Copy out all the records, word for word.

(Dataset items)
↓
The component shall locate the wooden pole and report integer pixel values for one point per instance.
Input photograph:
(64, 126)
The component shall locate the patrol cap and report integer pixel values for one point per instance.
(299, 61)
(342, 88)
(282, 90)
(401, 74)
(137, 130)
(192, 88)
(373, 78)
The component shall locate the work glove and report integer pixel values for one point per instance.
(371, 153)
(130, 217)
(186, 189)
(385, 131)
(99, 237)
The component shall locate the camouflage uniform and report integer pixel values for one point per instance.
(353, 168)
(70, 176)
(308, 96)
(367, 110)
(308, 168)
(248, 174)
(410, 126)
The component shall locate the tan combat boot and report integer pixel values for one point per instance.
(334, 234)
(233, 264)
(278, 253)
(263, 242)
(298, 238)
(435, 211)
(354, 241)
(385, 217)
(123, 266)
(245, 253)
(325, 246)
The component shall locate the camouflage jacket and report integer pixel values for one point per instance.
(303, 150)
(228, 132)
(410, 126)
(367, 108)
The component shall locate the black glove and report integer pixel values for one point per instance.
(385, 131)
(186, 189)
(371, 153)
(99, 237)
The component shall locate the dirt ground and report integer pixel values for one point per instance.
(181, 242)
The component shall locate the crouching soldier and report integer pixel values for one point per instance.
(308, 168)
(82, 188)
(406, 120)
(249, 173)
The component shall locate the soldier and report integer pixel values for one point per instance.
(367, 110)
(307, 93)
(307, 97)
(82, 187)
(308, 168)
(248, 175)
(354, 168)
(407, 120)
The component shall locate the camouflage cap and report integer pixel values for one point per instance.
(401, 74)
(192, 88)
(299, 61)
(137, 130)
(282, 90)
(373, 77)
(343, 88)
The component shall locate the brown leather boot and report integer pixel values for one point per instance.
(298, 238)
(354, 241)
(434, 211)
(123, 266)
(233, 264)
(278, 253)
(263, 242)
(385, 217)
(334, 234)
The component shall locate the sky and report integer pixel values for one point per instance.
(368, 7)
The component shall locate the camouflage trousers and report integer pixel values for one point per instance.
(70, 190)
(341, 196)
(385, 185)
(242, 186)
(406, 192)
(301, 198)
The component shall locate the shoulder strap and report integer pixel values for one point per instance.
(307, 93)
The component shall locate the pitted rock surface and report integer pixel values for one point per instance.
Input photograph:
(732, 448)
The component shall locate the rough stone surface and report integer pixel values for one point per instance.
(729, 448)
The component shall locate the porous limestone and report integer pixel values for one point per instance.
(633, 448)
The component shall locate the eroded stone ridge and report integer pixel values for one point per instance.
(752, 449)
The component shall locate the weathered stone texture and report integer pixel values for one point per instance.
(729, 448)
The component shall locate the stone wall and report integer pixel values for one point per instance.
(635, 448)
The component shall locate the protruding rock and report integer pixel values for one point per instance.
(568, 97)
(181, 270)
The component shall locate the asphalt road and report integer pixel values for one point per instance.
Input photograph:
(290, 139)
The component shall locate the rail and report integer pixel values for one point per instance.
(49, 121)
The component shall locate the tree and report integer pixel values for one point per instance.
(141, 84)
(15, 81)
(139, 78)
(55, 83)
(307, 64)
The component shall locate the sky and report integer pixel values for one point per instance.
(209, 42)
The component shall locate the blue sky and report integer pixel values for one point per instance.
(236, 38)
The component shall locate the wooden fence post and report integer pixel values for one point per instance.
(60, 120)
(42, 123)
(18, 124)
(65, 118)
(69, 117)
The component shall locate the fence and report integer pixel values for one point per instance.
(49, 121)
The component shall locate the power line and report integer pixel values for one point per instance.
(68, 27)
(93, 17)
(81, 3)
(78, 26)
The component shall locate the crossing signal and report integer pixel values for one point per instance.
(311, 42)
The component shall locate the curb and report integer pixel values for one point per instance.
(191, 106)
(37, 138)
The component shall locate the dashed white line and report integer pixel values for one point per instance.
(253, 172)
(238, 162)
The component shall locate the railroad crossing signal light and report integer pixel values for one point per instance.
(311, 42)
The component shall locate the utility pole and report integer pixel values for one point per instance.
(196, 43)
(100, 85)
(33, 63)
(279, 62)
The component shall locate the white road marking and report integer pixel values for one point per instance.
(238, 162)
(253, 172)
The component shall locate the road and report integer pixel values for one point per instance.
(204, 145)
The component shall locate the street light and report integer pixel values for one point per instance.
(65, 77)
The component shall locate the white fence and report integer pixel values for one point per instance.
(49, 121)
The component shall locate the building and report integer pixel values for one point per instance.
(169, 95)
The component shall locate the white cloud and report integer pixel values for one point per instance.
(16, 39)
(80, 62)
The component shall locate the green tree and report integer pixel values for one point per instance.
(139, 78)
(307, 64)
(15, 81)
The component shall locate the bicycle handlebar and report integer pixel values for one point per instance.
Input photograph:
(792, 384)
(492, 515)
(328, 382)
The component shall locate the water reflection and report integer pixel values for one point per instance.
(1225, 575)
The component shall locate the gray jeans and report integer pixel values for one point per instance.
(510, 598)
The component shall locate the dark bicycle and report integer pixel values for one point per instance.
↑
RESULT:
The component shall locate the wooden pole and report integer pixel values for one point per instance.
Input photograph:
(64, 126)
The component shall locate the patrol cap and report integer pixel values for one point per instance.
(299, 61)
(342, 88)
(282, 90)
(401, 74)
(137, 130)
(192, 88)
(373, 78)
The component shall locate the work glove and report integer pixel values for one point per instance.
(371, 153)
(130, 217)
(186, 189)
(385, 131)
(99, 237)
The component shall locate the camouflage uniform and report integer pixel values for one point per instance.
(353, 168)
(70, 176)
(308, 96)
(367, 110)
(308, 168)
(248, 174)
(410, 126)
The component shall locate the tan combat boot and report integer pixel values for one point per instance.
(334, 234)
(233, 264)
(278, 253)
(263, 242)
(298, 238)
(435, 211)
(354, 241)
(385, 217)
(123, 266)
(245, 253)
(325, 246)
The component shall locate the camouflage jacket and report integer pixel values for one point per instance.
(303, 150)
(228, 132)
(410, 126)
(367, 108)
The component shall locate the black glove and report integer pixel values for one point per instance.
(385, 131)
(186, 189)
(371, 153)
(99, 237)
The component shall locate the dirt ground and report integer pixel values for one point per instance.
(181, 242)
The component shall locate the crouching soldier and report integer pixel values for one point per instance.
(308, 168)
(82, 188)
(406, 120)
(249, 173)
The component shall locate the soldier and report integer pixel values for one point per instance.
(367, 110)
(307, 93)
(307, 97)
(82, 187)
(308, 168)
(248, 175)
(354, 168)
(407, 120)
The component shall locate the camouflage cap and report integer pixel values for one point per instance.
(401, 74)
(192, 88)
(299, 61)
(137, 130)
(282, 90)
(373, 77)
(343, 88)
The component shall locate the brown leather boot and report integer pixel values for one point per instance.
(298, 238)
(354, 241)
(434, 211)
(123, 266)
(233, 264)
(278, 253)
(263, 242)
(385, 217)
(334, 234)
The component shall locate the sky and report integer pixel values for one point per instance.
(368, 7)
The component shall locate the camouflage trousers and report integer pixel values for one point per instance.
(70, 190)
(341, 196)
(385, 185)
(242, 186)
(406, 192)
(301, 198)
The component shall locate the shoulder strap and report integer pixel values for one point per instance.
(307, 93)
The component shall locate the pitted rock surface and report integer pixel values for one point per instance.
Input photograph:
(732, 448)
The component shall locate the rough stone surface and report integer pixel values for one point per instance.
(729, 448)
The component shall locate the porous limestone and report integer pixel values for one point per instance.
(633, 448)
The component shall locate the eroded stone ridge and report integer pixel values for one point per instance.
(752, 449)
The component shall locate the weathered stone texture and report integer pixel values for one point per instance.
(729, 448)
The component shall locate the stone wall and report integer pixel values for one point per instance.
(635, 448)
The component shall locate the protruding rock and report integer pixel values for one point per instance.
(568, 97)
(181, 270)
The component shall locate the asphalt road and report integer pixel values for one point per instance.
Input photograph:
(290, 139)
The component shall locate the rail and report integer pixel values for one point per instance.
(49, 121)
The component shall locate the tree and report integer pixel values for one point per instance.
(141, 84)
(15, 81)
(139, 78)
(55, 83)
(307, 64)
The component shall locate the sky and report integer pixel values for one point per instance.
(209, 42)
The component shall locate the blue sky and report integer pixel values for one point per instance.
(236, 38)
The component shall locate the wooden fence post and report integer pixel values for one point per instance.
(60, 120)
(42, 123)
(18, 124)
(65, 118)
(69, 117)
The component shall locate the fence and report integer pixel values for one point per instance.
(49, 121)
The component shall locate the power line and report integer pixel values for one point per instance.
(68, 27)
(93, 17)
(81, 3)
(78, 26)
The component shall locate the crossing signal and report integer pixel values for one point per instance.
(311, 42)
The component shall locate the curb and report integer pixel values for one point per instance.
(191, 106)
(37, 138)
The component shall locate the dashed white line and report integer pixel values for one point per instance.
(253, 172)
(238, 162)
The component shall locate the railroad crossing signal light and report integer pixel values for one point per instance.
(311, 42)
The component shall locate the utility pole and report integer pixel values for one point per instance.
(196, 43)
(100, 85)
(33, 63)
(279, 62)
The component shall locate the white road marking and report integer pixel values for one point per instance.
(238, 162)
(253, 172)
The component shall locate the road and report integer pixel values for one point per instance.
(204, 145)
The component shall locate the street light and report integer pixel values for one point per instance.
(65, 77)
The component shall locate the white fence and report integer pixel values for one point per instance.
(49, 121)
The component shall locate the building and report integer pixel values for one point per instance.
(169, 95)
The component shall locate the white cloud and report integer pixel values for one point per instance.
(16, 39)
(80, 62)
The component shall locate the green tree and report integer pixel values for one point per instance.
(139, 78)
(307, 64)
(15, 81)
The component shall locate the bicycle handlebar and report integer pixel values for one point per instance.
Input photograph:
(792, 384)
(492, 515)
(328, 382)
The component shall locate the water reflection and report integer pixel values for one point per instance.
(1225, 575)
The component shall locate the gray jeans and report integer pixel values for one point per instance.
(510, 598)
The component shall locate the dark bicycle and report integer pixel values for one point per instance.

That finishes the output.